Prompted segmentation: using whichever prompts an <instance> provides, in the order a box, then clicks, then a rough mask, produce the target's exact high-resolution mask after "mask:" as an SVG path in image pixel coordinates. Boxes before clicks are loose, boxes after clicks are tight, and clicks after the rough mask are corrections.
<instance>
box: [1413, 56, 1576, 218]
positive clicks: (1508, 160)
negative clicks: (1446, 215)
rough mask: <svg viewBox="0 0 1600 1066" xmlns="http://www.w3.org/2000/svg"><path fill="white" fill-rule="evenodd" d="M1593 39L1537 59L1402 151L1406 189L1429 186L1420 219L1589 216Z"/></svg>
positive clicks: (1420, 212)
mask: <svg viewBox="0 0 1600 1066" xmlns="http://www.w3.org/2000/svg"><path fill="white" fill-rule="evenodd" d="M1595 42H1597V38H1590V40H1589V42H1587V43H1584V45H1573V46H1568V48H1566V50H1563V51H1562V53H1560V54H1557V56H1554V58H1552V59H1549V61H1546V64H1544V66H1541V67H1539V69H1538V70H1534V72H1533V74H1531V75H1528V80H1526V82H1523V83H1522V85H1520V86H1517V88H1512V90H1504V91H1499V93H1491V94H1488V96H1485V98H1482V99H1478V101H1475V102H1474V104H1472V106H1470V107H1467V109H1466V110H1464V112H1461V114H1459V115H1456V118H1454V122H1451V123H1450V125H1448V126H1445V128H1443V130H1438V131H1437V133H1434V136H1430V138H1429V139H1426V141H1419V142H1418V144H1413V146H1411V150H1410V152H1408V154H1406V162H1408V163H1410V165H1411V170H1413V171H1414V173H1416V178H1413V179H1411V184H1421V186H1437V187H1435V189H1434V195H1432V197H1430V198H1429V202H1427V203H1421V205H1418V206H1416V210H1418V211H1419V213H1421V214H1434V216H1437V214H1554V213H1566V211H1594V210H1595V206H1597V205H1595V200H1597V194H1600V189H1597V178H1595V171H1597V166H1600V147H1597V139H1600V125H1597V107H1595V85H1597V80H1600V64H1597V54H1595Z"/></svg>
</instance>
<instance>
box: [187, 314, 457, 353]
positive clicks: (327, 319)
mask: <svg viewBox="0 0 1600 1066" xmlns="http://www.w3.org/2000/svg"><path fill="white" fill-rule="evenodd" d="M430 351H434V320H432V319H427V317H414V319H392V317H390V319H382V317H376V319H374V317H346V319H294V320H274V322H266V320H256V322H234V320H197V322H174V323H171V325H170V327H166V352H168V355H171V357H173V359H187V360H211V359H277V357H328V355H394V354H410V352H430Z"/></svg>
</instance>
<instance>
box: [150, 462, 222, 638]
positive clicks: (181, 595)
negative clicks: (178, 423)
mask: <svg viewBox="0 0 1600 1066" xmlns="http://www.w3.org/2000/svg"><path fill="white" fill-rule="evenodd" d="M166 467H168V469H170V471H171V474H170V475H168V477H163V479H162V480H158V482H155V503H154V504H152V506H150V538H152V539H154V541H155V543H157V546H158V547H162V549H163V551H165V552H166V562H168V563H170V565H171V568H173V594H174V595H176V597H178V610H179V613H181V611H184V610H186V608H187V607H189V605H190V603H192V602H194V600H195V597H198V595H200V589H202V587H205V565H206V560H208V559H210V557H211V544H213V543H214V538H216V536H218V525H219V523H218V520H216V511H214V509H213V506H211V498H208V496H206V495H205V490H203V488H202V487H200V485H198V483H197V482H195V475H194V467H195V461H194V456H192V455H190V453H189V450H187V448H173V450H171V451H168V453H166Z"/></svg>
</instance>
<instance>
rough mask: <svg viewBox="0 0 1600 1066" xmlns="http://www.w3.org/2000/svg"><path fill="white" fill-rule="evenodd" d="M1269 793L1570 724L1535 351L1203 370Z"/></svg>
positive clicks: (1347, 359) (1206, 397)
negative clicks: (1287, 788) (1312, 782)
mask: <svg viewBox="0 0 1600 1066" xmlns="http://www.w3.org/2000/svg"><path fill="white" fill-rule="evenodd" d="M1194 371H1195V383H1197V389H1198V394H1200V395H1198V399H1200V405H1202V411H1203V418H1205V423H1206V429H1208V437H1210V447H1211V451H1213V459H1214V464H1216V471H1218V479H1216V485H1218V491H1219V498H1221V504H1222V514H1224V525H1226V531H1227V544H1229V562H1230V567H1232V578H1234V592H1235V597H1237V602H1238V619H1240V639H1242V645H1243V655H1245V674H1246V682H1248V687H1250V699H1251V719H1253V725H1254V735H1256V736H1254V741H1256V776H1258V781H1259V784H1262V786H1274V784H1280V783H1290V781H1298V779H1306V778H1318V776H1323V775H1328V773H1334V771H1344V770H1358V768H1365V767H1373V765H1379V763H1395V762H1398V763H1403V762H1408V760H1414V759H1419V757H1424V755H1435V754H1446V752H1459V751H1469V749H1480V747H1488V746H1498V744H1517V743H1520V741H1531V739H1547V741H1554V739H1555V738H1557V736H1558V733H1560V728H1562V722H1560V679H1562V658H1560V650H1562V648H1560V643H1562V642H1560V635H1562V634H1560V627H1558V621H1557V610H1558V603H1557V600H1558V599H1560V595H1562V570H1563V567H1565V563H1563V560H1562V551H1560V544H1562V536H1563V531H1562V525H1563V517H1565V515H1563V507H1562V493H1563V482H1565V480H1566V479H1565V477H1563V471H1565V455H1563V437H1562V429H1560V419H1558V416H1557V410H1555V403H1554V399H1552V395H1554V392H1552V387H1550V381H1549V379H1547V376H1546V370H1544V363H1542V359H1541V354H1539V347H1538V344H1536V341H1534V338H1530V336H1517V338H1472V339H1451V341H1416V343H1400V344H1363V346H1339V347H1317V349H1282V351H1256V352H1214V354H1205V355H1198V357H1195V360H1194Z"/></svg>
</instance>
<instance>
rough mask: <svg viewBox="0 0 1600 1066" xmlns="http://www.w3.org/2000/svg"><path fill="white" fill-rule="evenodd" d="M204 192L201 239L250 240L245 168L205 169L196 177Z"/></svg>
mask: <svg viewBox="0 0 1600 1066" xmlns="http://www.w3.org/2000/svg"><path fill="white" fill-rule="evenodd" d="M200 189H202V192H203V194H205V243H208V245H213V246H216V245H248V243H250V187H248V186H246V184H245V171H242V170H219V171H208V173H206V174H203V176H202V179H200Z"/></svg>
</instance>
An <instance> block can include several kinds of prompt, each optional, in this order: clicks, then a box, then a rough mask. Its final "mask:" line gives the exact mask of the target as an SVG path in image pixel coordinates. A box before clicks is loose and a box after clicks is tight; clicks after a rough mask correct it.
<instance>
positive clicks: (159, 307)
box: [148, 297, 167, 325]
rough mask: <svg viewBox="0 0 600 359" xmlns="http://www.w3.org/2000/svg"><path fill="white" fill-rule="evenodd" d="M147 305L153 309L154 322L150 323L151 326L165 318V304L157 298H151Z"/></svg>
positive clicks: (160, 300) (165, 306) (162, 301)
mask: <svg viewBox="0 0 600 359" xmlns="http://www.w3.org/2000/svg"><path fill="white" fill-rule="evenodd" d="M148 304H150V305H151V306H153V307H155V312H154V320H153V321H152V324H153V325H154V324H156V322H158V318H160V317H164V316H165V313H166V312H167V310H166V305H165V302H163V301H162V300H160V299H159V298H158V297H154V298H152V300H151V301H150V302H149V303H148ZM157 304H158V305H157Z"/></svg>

____________________

◆ EXERCISE GOAL ◆
Check every line of the data above for the string "then", and copy those that have it.

◆ WRITTEN SOLUTION ◆
Prompted segmentation: using whichever prompts an <instance> provides, in the order a box, then clicks, then a rough mask, produce the target's exact high-resolution mask after "mask:" as an SVG path in image pixel coordinates. Boxes before clicks are loose, boxes after clicks are tight, and clicks after the rough mask are corrections.
An <instance> block can include several kinds of prompt, each optional, in this order: clicks, then a box, then a rough mask. Its final "mask:" line gives the exact mask of the target as an SVG path in image pixel coordinates. A box before clicks is loose and a box after clicks is tight; clicks after a rough mask correct it.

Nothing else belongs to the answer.